* **EXERCISE PROMPT**: The following data has a line with "box: [452, 451, 559, 512]" and a line with "737L1327 759L1345 754L1346". Write out exactly those lines and all the lines between them.

• • • • •

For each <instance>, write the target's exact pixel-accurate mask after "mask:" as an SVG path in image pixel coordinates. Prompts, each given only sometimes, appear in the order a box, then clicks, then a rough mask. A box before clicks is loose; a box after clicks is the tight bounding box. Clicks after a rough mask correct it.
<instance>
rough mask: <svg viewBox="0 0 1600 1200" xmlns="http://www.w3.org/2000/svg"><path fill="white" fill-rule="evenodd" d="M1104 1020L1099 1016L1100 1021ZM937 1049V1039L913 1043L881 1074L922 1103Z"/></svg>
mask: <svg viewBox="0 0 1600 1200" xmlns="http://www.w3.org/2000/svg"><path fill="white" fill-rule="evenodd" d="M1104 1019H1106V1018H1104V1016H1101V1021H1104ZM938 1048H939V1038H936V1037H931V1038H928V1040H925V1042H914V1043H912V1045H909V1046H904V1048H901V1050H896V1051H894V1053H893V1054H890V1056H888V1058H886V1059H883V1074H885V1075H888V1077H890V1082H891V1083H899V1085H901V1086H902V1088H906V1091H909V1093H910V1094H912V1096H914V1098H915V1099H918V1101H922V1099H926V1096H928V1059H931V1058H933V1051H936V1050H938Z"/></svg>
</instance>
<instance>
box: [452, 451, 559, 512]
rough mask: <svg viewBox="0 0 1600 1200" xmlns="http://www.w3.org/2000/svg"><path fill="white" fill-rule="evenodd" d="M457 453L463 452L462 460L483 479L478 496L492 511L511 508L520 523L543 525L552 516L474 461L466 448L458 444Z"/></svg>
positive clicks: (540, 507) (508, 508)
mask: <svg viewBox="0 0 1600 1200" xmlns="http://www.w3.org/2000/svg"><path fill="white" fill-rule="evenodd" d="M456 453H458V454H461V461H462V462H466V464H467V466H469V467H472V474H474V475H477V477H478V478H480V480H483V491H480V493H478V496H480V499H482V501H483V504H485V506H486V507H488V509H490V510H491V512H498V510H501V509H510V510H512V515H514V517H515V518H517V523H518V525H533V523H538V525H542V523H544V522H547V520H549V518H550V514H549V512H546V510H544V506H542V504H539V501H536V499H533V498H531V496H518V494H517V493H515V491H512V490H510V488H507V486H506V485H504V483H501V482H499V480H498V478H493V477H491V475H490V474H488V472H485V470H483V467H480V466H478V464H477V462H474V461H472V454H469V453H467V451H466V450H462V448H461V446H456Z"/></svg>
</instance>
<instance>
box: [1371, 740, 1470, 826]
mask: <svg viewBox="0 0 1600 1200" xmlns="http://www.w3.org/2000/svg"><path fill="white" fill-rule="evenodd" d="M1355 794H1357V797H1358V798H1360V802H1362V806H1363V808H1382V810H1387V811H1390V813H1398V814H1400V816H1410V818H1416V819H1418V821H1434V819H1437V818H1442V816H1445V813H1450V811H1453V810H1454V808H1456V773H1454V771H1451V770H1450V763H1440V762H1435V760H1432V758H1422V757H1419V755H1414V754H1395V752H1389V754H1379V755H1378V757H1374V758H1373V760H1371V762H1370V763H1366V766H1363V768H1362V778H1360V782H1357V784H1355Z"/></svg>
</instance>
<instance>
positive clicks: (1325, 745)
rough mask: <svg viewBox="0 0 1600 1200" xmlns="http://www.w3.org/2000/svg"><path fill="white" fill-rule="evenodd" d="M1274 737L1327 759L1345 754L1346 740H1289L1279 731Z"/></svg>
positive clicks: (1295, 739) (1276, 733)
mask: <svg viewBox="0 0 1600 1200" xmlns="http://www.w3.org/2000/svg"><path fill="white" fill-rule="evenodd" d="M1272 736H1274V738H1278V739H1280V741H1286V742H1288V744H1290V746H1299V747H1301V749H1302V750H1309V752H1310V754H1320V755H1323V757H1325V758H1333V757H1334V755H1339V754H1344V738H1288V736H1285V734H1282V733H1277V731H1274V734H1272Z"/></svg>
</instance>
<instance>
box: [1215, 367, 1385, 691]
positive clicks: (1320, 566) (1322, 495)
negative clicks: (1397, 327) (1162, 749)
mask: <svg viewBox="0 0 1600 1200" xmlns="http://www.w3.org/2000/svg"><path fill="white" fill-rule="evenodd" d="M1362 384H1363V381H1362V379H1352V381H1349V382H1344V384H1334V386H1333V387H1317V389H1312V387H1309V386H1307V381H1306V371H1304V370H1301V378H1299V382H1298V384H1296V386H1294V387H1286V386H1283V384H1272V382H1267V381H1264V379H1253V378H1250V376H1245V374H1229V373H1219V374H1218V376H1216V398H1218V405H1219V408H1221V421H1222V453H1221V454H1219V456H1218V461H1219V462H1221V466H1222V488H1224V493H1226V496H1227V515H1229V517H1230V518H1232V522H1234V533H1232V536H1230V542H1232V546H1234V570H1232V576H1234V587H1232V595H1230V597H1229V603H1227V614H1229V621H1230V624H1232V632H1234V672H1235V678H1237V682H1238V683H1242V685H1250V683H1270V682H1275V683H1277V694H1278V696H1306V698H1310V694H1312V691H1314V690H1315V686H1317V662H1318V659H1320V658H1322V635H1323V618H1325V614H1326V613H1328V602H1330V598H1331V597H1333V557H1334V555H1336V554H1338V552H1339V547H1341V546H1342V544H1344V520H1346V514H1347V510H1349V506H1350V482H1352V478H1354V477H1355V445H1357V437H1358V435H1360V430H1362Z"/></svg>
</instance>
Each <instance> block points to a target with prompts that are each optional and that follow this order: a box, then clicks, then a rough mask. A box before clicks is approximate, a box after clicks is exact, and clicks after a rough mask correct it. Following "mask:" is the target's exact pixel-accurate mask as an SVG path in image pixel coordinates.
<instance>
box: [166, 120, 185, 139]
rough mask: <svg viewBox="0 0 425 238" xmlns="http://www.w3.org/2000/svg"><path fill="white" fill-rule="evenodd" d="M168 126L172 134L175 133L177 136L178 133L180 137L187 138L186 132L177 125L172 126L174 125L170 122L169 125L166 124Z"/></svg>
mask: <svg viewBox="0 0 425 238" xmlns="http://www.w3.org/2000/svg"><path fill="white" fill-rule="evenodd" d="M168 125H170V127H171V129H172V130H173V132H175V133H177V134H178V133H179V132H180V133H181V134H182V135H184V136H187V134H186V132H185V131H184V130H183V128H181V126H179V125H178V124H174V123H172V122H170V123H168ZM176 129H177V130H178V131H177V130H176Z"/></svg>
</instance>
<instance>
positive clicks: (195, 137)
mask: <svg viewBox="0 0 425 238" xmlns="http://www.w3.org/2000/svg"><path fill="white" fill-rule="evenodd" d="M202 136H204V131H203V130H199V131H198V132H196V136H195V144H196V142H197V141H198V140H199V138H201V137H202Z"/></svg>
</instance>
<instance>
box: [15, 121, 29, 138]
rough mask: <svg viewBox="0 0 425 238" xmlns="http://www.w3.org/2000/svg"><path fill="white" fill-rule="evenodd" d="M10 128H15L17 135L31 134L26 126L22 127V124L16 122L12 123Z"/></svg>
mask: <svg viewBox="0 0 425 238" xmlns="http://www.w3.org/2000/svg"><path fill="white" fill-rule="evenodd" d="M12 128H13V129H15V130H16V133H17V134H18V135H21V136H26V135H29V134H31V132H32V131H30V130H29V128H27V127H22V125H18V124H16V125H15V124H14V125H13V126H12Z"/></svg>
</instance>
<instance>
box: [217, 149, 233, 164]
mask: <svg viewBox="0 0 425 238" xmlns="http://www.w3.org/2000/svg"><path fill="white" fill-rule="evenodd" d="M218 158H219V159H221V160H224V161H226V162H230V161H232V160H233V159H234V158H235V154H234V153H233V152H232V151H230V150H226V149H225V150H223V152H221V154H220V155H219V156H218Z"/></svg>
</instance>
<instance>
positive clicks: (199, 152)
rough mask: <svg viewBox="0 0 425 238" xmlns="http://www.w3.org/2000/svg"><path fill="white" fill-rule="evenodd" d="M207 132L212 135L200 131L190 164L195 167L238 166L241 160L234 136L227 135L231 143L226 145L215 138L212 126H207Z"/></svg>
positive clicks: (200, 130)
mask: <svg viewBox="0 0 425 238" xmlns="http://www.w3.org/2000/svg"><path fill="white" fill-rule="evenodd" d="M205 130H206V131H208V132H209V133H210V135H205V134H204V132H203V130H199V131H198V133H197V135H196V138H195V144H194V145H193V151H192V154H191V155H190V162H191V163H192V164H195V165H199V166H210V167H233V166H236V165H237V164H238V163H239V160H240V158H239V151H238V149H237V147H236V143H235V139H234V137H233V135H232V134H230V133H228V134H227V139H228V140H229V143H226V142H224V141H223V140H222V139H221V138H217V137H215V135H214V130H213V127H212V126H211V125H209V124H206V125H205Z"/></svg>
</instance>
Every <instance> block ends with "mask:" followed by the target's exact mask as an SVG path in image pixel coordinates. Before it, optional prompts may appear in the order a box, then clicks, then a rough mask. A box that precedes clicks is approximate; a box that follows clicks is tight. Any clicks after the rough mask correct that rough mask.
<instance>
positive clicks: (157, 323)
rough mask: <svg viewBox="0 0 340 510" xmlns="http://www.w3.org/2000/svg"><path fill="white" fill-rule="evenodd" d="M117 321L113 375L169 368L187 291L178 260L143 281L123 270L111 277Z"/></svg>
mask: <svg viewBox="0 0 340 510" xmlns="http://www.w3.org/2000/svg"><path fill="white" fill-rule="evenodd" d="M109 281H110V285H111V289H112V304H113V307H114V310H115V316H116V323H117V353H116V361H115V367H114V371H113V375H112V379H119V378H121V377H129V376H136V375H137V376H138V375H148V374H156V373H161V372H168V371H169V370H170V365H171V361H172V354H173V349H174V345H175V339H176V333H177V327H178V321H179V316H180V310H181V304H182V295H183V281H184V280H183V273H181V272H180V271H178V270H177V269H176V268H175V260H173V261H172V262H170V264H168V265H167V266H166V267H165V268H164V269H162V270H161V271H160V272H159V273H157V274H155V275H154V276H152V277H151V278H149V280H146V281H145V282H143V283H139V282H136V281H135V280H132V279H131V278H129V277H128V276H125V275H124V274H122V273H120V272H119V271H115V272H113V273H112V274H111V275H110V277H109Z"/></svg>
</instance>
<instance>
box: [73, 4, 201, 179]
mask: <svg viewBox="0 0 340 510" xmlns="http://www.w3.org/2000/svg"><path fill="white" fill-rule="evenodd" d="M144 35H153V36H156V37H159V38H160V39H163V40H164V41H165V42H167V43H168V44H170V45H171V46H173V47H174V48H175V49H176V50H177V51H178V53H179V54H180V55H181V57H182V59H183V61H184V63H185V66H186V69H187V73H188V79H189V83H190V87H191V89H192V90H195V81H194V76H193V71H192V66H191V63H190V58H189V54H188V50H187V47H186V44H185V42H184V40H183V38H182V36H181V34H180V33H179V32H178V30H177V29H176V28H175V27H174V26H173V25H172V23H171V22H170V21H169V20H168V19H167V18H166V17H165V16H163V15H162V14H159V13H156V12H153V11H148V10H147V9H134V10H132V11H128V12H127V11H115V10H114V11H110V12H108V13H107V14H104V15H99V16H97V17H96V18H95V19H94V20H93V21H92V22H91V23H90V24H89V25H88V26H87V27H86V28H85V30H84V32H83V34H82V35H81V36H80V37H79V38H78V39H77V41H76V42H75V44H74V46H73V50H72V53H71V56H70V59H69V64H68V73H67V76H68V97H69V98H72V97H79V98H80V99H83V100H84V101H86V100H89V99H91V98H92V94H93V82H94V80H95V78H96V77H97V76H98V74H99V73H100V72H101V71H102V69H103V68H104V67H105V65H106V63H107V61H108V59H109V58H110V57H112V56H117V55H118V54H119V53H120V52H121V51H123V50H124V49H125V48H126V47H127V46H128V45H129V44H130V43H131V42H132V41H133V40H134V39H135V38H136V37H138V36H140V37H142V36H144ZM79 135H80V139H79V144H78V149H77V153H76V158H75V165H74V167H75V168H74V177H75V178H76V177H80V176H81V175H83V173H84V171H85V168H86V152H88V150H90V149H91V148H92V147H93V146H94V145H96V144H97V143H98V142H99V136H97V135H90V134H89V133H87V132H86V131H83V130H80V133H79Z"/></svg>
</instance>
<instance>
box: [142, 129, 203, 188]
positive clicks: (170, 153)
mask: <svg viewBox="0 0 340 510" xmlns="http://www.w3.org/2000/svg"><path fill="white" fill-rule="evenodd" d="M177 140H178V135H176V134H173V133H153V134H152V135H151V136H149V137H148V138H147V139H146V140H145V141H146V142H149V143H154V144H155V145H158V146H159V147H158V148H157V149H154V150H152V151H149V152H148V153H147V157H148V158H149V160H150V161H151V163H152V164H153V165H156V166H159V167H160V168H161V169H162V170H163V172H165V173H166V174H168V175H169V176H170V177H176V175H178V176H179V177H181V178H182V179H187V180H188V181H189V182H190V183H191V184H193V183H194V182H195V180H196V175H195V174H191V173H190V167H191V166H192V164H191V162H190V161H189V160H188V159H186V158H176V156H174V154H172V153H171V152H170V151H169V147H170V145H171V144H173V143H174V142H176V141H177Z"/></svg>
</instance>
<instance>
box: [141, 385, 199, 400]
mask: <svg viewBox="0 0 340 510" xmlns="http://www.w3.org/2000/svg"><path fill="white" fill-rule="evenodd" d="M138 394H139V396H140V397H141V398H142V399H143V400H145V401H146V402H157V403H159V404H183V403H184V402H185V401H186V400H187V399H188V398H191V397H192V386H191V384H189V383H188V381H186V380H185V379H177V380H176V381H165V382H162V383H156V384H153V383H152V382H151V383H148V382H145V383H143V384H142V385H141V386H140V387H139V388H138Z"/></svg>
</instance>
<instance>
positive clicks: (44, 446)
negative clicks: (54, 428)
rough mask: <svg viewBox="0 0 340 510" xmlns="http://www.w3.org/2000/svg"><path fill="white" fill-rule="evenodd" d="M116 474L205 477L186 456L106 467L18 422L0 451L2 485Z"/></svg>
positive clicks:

• • • • •

* **SOLUTION TO THIS TASK**:
box: [452, 451, 559, 512]
rough mask: <svg viewBox="0 0 1600 1200" xmlns="http://www.w3.org/2000/svg"><path fill="white" fill-rule="evenodd" d="M457 453L463 452L462 460L483 479L478 496L492 511L511 508L520 523L543 525L552 516L474 461L466 448L458 444Z"/></svg>
positive clicks: (540, 507) (508, 508)
mask: <svg viewBox="0 0 1600 1200" xmlns="http://www.w3.org/2000/svg"><path fill="white" fill-rule="evenodd" d="M456 453H458V454H461V461H462V462H466V464H467V466H469V467H472V474H474V475H477V477H478V478H480V480H483V491H480V493H478V496H480V499H482V501H483V504H485V506H486V507H488V509H490V510H491V512H498V510H501V509H510V510H512V515H514V517H515V518H517V523H518V525H533V523H538V525H542V523H544V522H547V520H549V518H550V514H549V512H546V510H544V506H542V504H539V501H536V499H533V498H531V496H518V494H517V493H515V491H512V490H510V488H507V486H506V485H504V483H501V482H499V480H498V478H493V477H491V475H490V474H488V472H485V470H483V467H480V466H478V464H477V462H474V461H472V454H469V453H467V451H466V450H462V448H461V446H456Z"/></svg>
</instance>
<instance>
box: [1371, 740, 1470, 826]
mask: <svg viewBox="0 0 1600 1200" xmlns="http://www.w3.org/2000/svg"><path fill="white" fill-rule="evenodd" d="M1355 794H1357V797H1358V798H1360V802H1362V806H1363V808H1382V810H1387V811H1390V813H1398V814H1400V816H1410V818H1416V819H1418V821H1434V819H1437V818H1442V816H1445V813H1450V811H1453V810H1454V808H1456V773H1454V771H1451V770H1450V763H1440V762H1435V760H1432V758H1422V757H1419V755H1414V754H1395V752H1389V754H1379V755H1378V757H1374V758H1373V760H1371V762H1370V763H1366V766H1363V768H1362V778H1360V782H1357V784H1355Z"/></svg>
</instance>
<instance>
positive clicks: (1325, 745)
rough mask: <svg viewBox="0 0 1600 1200" xmlns="http://www.w3.org/2000/svg"><path fill="white" fill-rule="evenodd" d="M1274 737L1327 759L1345 754L1346 740H1289L1279 731Z"/></svg>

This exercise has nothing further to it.